● Aim of the task: Could you write out every entry exactly as it stands?

(Excerpts from a dataset)

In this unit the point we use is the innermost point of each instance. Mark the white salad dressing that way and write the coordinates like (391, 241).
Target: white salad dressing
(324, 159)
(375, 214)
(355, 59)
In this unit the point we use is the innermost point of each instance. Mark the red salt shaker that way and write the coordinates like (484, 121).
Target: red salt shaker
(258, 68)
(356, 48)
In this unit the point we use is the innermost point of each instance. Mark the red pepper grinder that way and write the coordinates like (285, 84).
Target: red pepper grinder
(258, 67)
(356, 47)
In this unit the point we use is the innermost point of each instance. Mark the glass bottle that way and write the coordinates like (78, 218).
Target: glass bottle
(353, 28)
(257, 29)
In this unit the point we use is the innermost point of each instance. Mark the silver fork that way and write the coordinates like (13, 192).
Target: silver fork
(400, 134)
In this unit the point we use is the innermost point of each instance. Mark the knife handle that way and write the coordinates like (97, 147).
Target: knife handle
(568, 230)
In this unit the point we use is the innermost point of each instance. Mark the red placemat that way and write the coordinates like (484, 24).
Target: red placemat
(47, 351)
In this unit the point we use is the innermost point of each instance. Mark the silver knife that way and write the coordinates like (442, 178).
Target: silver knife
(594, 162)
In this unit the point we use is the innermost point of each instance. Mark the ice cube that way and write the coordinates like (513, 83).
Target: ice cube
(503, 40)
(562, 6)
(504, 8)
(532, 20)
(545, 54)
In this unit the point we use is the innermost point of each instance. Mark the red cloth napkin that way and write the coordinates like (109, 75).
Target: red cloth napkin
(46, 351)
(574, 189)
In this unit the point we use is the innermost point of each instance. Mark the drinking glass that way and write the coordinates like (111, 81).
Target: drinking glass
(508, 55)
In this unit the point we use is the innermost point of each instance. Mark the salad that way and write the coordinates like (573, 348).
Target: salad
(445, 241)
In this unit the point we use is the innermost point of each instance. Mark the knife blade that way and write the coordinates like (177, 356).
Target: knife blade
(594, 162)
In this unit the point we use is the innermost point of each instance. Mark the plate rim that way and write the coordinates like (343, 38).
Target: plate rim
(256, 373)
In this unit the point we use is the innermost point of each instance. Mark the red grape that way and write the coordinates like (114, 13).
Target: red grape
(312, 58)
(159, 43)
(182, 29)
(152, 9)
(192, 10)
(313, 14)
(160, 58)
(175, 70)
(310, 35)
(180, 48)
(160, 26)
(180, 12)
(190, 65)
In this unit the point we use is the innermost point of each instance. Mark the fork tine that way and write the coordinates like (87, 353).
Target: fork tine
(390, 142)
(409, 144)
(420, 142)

● Solution to the problem:
In this unit the point we use is the innermost point of each instance. Mark the white salad dressing that way and write the coordinates like (391, 241).
Target: white salad dressing
(324, 159)
(375, 214)
(355, 59)
In this unit the point we use is the innermost point of each instance. Mark the red salt shaker that way and write the coordinates like (484, 121).
Target: red salt shaker
(258, 68)
(356, 48)
In this unit the point we use is the innermost point of each instance. Mark the red pepper grinder that way and write the coordinates like (285, 84).
Target: red pepper grinder
(258, 67)
(356, 47)
In this unit the point we use is the innermost point of each instance. Mark the glass bottle that way and write the coordinates like (78, 218).
Target: glass bottle
(353, 28)
(257, 29)
In this unit the point we use is the innermost point of each instance. Mark the silver fork that way and write the coordinates like (13, 192).
Target: silver fork
(400, 134)
In this unit the point we use is the innermost point of each instance. Mark the knife handle that way and write the coordinates like (97, 147).
Target: knife handle
(568, 230)
In this unit the point we use is the innermost point of each instance. Mark the red placemat that way and write the coordinates like (484, 24).
Target: red placemat
(47, 351)
In this unit the point we use is the innermost point of each instance. Mark the silver knife that way and write the coordinates like (442, 178).
Target: silver knife
(594, 162)
In this unit the point we use is the innermost point of each instance. Mark the ice cube that way and write the coordinates like (513, 83).
Target: ice cube
(503, 40)
(562, 6)
(504, 8)
(532, 20)
(545, 54)
In this unit the point we use is the innermost point of each instance. Mark the red cloth napkin that way and write the coordinates like (109, 75).
Target: red cloth napkin
(46, 351)
(574, 189)
In this unit the point we use is the innermost point of each instance. Mark the drinking glass that way and write the coordinates like (111, 81).
Target: drinking glass
(508, 55)
In this unit the point we use is the innermost point of each instance. Mark the salad that way and write the coordinates like (573, 348).
Target: salad
(445, 241)
In this unit the point we use is the innermost point of each instance. Mark the knife blade that way and write the coordinates like (177, 356).
Target: knife blade
(594, 162)
In this unit the point we use is the innermost point of each instance. Mark the plate rim that way and write the coordinates like (343, 38).
Target: plate rim
(256, 373)
In this unit the point we use is the innermost point of each instance. Mark the red grape that way and write the coordinates like (114, 13).
Target: red grape
(312, 58)
(159, 43)
(182, 29)
(152, 9)
(192, 10)
(313, 14)
(160, 58)
(175, 70)
(310, 35)
(180, 48)
(160, 26)
(180, 12)
(190, 65)
In this unit the point we use is the innermost point of each instance. Mark the fork tine that way and write the coordinates like (87, 353).
Target: fork tine
(390, 142)
(409, 144)
(420, 142)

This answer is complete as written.